Excerpted text:
********

Thanks for the great write-up! A few comments below.
On 11/09/2015 06:07, Robert Muir wrote:
2. we have a "jar hell detector" that threw an
UnsupportedOperationException, because classloader is no longer a
URLClassLoader, so we can't get the list of urls. This caused all
tests to fail. I changed the code to parse java.class.path.
Right, code should never assume that the application class loader is a
implemented as a URLClassLoader (more on this in JEP 261).
3. we have a "jvm info" api that provides information about the jvm,
e.g. to assist our engineers in debugging different nodes in the
cluster. it was not prepared to handle UnsupportedOperationException
from RuntimeMXBean.getBootClassPath: I fixed it to fall back to
sun.boot.class.path, otherwise fall back to "unknown".
This is a another behavior change. RuntimeMXBean.getBootClassPath() has
always specified that it can throw UOE but the JDK has not needed to do
this until now. The alternative choice here is to return an empty string
but that might cause issues too.
4. exception serialization tests failed, because we manually serialize
exceptions. We previously used java serialization, but it causes
serious trouble because of backwards compatibility breaks between even
minor jdk versions: this would strike when users try to upgrade their
jvms for nodes in their cluster with a rolling restart. The tests fail
because the stacktrace "loses" stuff after deserialization (the module
version). For now i just disabled the tests on java 9, because I don't
know how we can support e.g. java 8 and java 9 and populate this stuff
"optionally" yet without more digging.
Stack traces have been updated to optionally include the module and
version but this should be a compatible change (except maybe for code
that parses the String representation). As you mention, these tests
would need to be updated any time that there are new fields added to the
serial form (for standard/Java SE types then this should only be major
releases).
5. we have monitoring apis that provide basic system information,
similar to #3, for debugging purposes, and to feed monitoring tools so
people can track the health of the cluster. previously, we used the
sigar library (JNI) for this, but it has bugs that caused users
crashes. So we were forced to limit ourselves to what is provided with
java management apis: which is much less, but we figure it has the
basics. For some very basic stats, this means we also look for
com.sun.management apis
(https://docs.oracle.com/javase/7/docs/jre/api/management/extension/com/sun/management/package-summary.html)
and if they are available, we provide the stuff available there too,
like how much ram is on the machine, swap in use, number of open/max
file descriptors, and so on. We test what is available and what is not
based on platform so we can detect if something changes in the JDK,
like what happens with jigsaw, where they all become unavailable.

********

Given request 1:
Answer these questions about the Java 9 compatibility discussion:
(a) What exception did the "jar hell detector" throw, and why?
(b) What two fallbacks did the fix for the "jvm info" api use when RuntimeMXBean.getBootClassPath failed?
(c) Which library was previously used for the monitoring apis, and what problem did its bugs cause?
Given request 2: Render this sentence from the Java 9 compatibility discussion in Spanish: "The alternative choice here is to return an empty string but that might cause issues too."
Given request 3: Resume the Java 9 compatibility discussion after its final sentence.

(Records from a data collection)
********

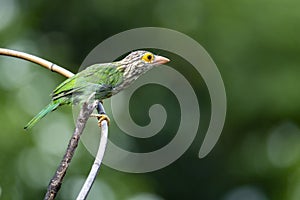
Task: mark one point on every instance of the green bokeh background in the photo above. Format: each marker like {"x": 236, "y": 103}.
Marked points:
{"x": 256, "y": 47}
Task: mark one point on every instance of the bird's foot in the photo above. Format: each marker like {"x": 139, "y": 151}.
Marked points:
{"x": 100, "y": 118}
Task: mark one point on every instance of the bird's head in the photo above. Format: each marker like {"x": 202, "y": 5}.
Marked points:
{"x": 138, "y": 62}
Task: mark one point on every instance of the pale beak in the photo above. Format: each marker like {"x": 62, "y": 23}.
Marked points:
{"x": 160, "y": 60}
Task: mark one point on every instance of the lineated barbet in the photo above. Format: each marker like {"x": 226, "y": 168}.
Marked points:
{"x": 103, "y": 79}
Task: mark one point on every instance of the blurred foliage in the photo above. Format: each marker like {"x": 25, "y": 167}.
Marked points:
{"x": 255, "y": 45}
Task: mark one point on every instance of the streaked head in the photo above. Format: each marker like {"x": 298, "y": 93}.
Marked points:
{"x": 138, "y": 62}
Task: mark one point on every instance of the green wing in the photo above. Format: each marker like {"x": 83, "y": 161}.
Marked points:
{"x": 101, "y": 78}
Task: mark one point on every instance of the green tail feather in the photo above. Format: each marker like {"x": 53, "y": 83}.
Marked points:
{"x": 49, "y": 108}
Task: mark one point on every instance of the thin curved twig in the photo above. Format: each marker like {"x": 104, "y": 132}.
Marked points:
{"x": 55, "y": 182}
{"x": 57, "y": 179}
{"x": 98, "y": 159}
{"x": 40, "y": 61}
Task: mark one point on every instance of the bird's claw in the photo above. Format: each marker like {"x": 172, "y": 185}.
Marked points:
{"x": 100, "y": 118}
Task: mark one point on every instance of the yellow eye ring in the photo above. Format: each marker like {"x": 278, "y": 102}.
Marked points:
{"x": 148, "y": 57}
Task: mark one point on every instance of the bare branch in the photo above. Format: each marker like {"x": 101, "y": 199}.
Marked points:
{"x": 37, "y": 60}
{"x": 57, "y": 179}
{"x": 98, "y": 159}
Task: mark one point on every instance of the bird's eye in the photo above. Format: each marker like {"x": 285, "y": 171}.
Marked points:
{"x": 148, "y": 57}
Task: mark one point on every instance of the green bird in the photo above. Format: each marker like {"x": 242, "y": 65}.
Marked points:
{"x": 104, "y": 80}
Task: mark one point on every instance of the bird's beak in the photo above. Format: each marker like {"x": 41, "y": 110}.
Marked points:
{"x": 160, "y": 60}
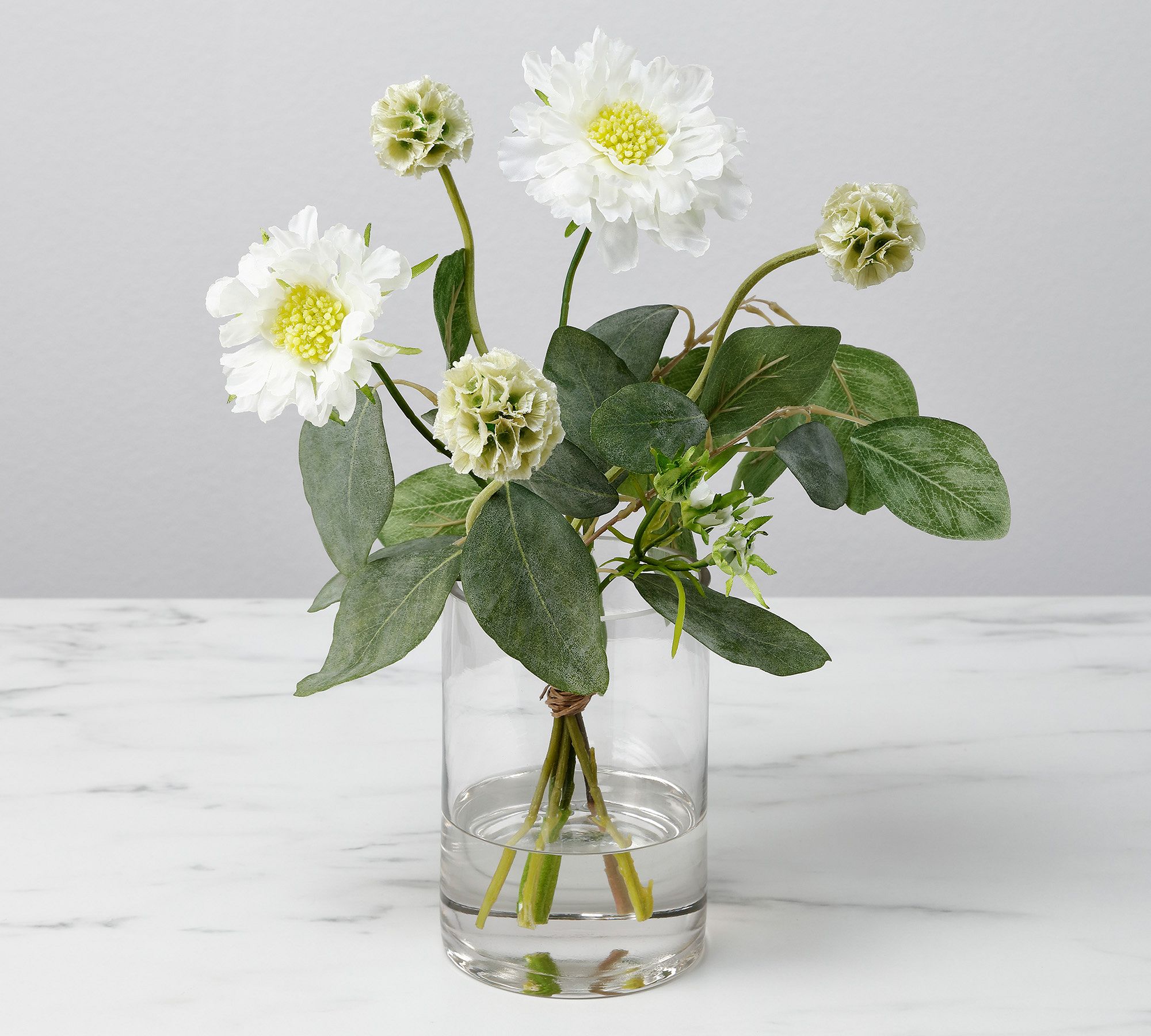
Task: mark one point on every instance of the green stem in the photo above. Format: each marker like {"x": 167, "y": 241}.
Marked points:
{"x": 478, "y": 504}
{"x": 737, "y": 301}
{"x": 571, "y": 277}
{"x": 542, "y": 872}
{"x": 402, "y": 403}
{"x": 641, "y": 896}
{"x": 533, "y": 811}
{"x": 466, "y": 228}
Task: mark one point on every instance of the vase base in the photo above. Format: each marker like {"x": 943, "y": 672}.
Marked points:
{"x": 550, "y": 973}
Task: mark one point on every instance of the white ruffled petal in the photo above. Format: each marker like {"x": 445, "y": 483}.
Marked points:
{"x": 620, "y": 246}
{"x": 228, "y": 296}
{"x": 306, "y": 226}
{"x": 593, "y": 158}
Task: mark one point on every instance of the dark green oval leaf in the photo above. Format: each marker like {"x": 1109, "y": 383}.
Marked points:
{"x": 429, "y": 504}
{"x": 738, "y": 630}
{"x": 330, "y": 593}
{"x": 643, "y": 417}
{"x": 637, "y": 337}
{"x": 531, "y": 584}
{"x": 761, "y": 369}
{"x": 451, "y": 304}
{"x": 683, "y": 376}
{"x": 814, "y": 458}
{"x": 880, "y": 389}
{"x": 573, "y": 484}
{"x": 936, "y": 476}
{"x": 388, "y": 607}
{"x": 348, "y": 482}
{"x": 585, "y": 372}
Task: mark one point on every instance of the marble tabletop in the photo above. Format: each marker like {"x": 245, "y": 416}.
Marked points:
{"x": 948, "y": 831}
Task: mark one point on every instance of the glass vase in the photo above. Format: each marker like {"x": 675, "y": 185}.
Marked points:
{"x": 574, "y": 857}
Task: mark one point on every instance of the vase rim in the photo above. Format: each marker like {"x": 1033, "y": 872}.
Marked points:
{"x": 616, "y": 600}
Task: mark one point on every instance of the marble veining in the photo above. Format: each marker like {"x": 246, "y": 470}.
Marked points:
{"x": 948, "y": 831}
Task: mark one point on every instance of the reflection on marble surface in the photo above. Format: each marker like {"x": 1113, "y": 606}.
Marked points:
{"x": 948, "y": 831}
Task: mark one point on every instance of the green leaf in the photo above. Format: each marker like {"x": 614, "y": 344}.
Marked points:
{"x": 330, "y": 593}
{"x": 429, "y": 504}
{"x": 814, "y": 458}
{"x": 758, "y": 471}
{"x": 761, "y": 369}
{"x": 585, "y": 372}
{"x": 645, "y": 417}
{"x": 388, "y": 607}
{"x": 451, "y": 304}
{"x": 424, "y": 266}
{"x": 683, "y": 376}
{"x": 348, "y": 483}
{"x": 880, "y": 389}
{"x": 936, "y": 476}
{"x": 531, "y": 584}
{"x": 742, "y": 633}
{"x": 573, "y": 484}
{"x": 637, "y": 337}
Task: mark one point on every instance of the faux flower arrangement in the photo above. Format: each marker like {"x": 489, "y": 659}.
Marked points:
{"x": 543, "y": 464}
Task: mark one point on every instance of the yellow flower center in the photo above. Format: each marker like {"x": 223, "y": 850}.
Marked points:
{"x": 630, "y": 133}
{"x": 308, "y": 321}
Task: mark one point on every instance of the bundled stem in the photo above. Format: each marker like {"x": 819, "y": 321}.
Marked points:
{"x": 569, "y": 745}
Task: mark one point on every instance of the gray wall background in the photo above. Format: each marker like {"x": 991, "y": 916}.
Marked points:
{"x": 146, "y": 144}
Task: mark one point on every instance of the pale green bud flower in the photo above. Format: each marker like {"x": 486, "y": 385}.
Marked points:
{"x": 421, "y": 126}
{"x": 868, "y": 233}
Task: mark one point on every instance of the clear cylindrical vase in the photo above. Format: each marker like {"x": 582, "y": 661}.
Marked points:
{"x": 574, "y": 855}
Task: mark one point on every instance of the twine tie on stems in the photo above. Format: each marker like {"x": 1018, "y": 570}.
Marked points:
{"x": 563, "y": 703}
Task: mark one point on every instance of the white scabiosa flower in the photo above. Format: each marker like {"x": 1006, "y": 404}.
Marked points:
{"x": 421, "y": 126}
{"x": 302, "y": 307}
{"x": 868, "y": 233}
{"x": 499, "y": 416}
{"x": 621, "y": 147}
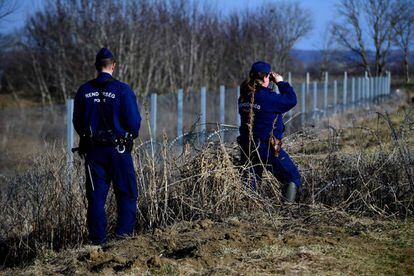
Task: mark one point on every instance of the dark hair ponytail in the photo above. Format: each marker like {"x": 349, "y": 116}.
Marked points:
{"x": 247, "y": 90}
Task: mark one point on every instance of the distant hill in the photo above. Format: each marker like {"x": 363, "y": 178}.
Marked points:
{"x": 308, "y": 57}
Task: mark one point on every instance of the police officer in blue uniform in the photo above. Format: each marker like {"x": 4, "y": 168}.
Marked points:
{"x": 261, "y": 131}
{"x": 107, "y": 119}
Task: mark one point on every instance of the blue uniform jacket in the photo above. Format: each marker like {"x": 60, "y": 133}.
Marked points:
{"x": 119, "y": 108}
{"x": 268, "y": 108}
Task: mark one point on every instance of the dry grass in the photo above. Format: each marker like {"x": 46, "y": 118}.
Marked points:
{"x": 41, "y": 210}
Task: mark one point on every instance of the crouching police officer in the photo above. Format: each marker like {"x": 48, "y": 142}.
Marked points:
{"x": 261, "y": 131}
{"x": 107, "y": 119}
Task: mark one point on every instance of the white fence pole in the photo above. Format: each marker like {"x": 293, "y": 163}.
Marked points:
{"x": 315, "y": 99}
{"x": 303, "y": 103}
{"x": 353, "y": 91}
{"x": 237, "y": 106}
{"x": 180, "y": 96}
{"x": 345, "y": 93}
{"x": 325, "y": 94}
{"x": 290, "y": 113}
{"x": 389, "y": 82}
{"x": 335, "y": 95}
{"x": 203, "y": 115}
{"x": 69, "y": 138}
{"x": 153, "y": 121}
{"x": 222, "y": 108}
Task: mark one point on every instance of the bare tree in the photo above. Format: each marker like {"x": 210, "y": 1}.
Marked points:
{"x": 404, "y": 32}
{"x": 378, "y": 18}
{"x": 161, "y": 45}
{"x": 7, "y": 7}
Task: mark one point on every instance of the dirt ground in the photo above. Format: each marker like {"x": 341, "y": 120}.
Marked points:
{"x": 299, "y": 239}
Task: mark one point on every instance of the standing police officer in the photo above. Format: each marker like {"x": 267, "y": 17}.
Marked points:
{"x": 107, "y": 119}
{"x": 261, "y": 131}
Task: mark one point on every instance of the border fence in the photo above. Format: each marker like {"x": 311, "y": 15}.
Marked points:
{"x": 180, "y": 114}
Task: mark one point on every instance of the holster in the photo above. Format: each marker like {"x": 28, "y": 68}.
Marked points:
{"x": 276, "y": 145}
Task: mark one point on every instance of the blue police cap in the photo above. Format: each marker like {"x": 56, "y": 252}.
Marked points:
{"x": 261, "y": 66}
{"x": 104, "y": 53}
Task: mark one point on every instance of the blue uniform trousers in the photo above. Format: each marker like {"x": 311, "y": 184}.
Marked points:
{"x": 103, "y": 165}
{"x": 282, "y": 166}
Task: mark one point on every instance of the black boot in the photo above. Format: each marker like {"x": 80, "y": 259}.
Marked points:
{"x": 291, "y": 190}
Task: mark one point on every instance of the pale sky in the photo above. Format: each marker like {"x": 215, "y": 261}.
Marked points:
{"x": 322, "y": 11}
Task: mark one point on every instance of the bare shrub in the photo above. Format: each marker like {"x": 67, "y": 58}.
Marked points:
{"x": 41, "y": 209}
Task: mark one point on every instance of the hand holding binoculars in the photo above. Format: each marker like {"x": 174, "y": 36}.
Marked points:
{"x": 275, "y": 77}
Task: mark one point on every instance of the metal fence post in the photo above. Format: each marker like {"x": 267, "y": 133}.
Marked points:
{"x": 303, "y": 103}
{"x": 325, "y": 95}
{"x": 69, "y": 139}
{"x": 290, "y": 112}
{"x": 180, "y": 116}
{"x": 372, "y": 85}
{"x": 153, "y": 121}
{"x": 237, "y": 106}
{"x": 335, "y": 95}
{"x": 315, "y": 99}
{"x": 222, "y": 109}
{"x": 345, "y": 94}
{"x": 203, "y": 114}
{"x": 389, "y": 82}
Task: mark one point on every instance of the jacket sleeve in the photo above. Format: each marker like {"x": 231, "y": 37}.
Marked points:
{"x": 78, "y": 113}
{"x": 286, "y": 100}
{"x": 131, "y": 116}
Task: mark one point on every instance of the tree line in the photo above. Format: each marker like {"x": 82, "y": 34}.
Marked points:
{"x": 162, "y": 45}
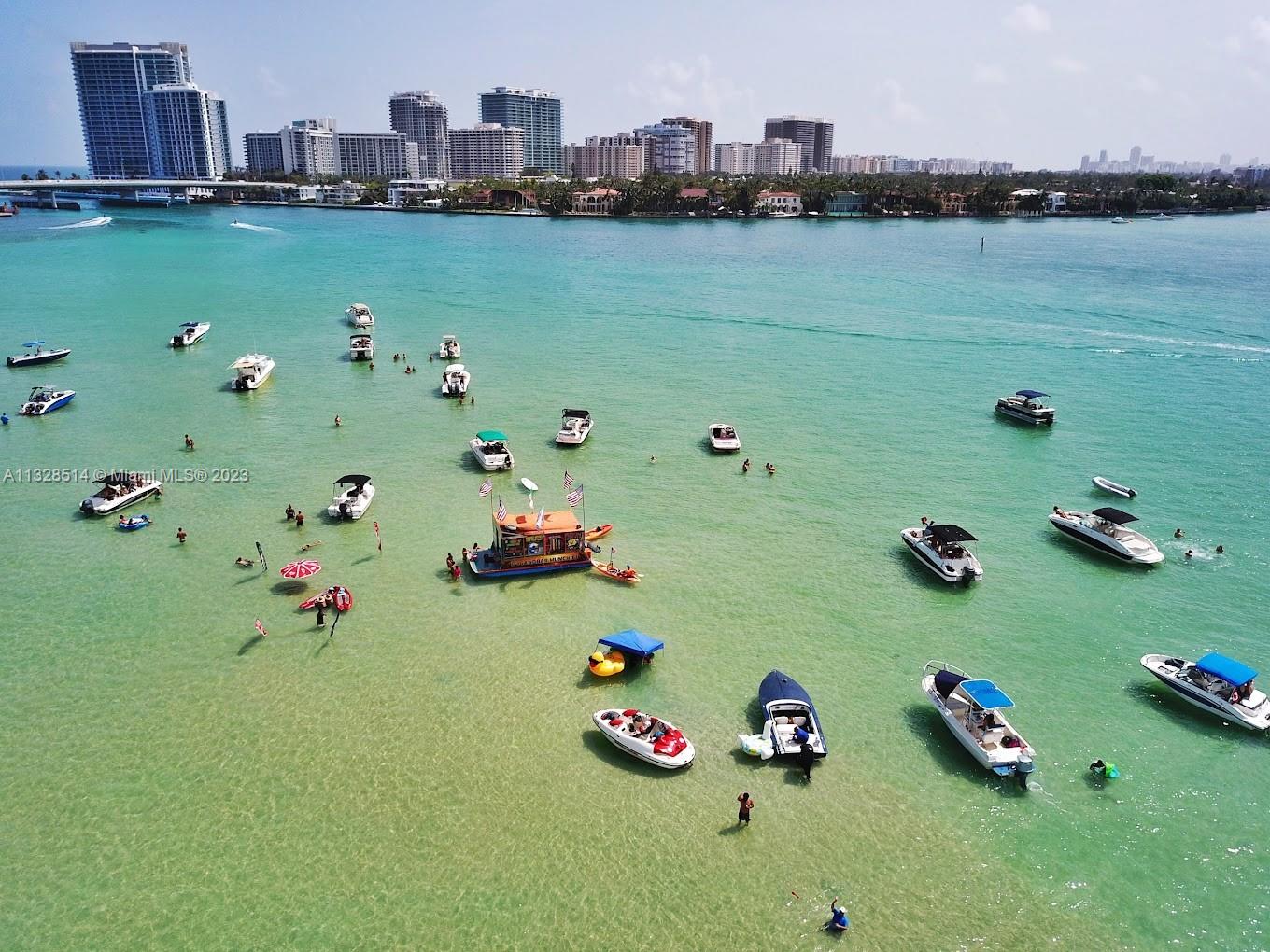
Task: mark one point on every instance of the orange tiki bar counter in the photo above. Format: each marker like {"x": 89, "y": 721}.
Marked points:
{"x": 524, "y": 547}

********

Task output 1:
(a) It threw an UnsupportedOperationException because the classloader is no longer a URLClassLoader, so the list of urls can't be retrieved.
(b) It falls back to sun.boot.class.path, and otherwise to "unknown".
(c) The sigar library (JNI) was used, and its bugs caused crashes for users.

Task output 2: La opción alternativa aquí es devolver una cadena vacía, pero eso también podría causar problemas.

Task output 3:
I'm not sure that I understand the issue here but just to say that the
com.sun.management API is a documented/supported API and it exported by
module jdk.management:
$ java -listmods:jdk.management
jdk.management@9.0
requires public java.management
requires mandated java.base
exports com.sun.management
conceals com.sun.management.internal
provides sun.management.spi.PlatformMBeanProvider with
com.sun.management.internal.PlatformMBeanProviderImpl
6. cluster snapshot/restore to amazon s3 does not work, because of
their use of internal ssl libraries. I've tried to get them to fix it
for a while now (https://github.com/aws/aws-sdk-java/pull/432). This
is also a serious loss of functionality, if they wont fix it, I guess
we have to fork the aws sdk.
You can workaround this with
-XaddExport:java.base/sun.security.ssl=ALL-UNNAMED of course but much
better if they could understand and remove the dependency on these
internal classes.
8. during testing I hit some kind of bug, where the thai break
iterator returned wrong information. This might be hotspot-related or
something else, and it never reproduced again. We use this check
(https://github.com/apache/lucene-solr/blob/trunk/lucene/analysis/common/src/java/org/apache/lucene/analysis/th/ThaiTokenizer.java#L37-L47)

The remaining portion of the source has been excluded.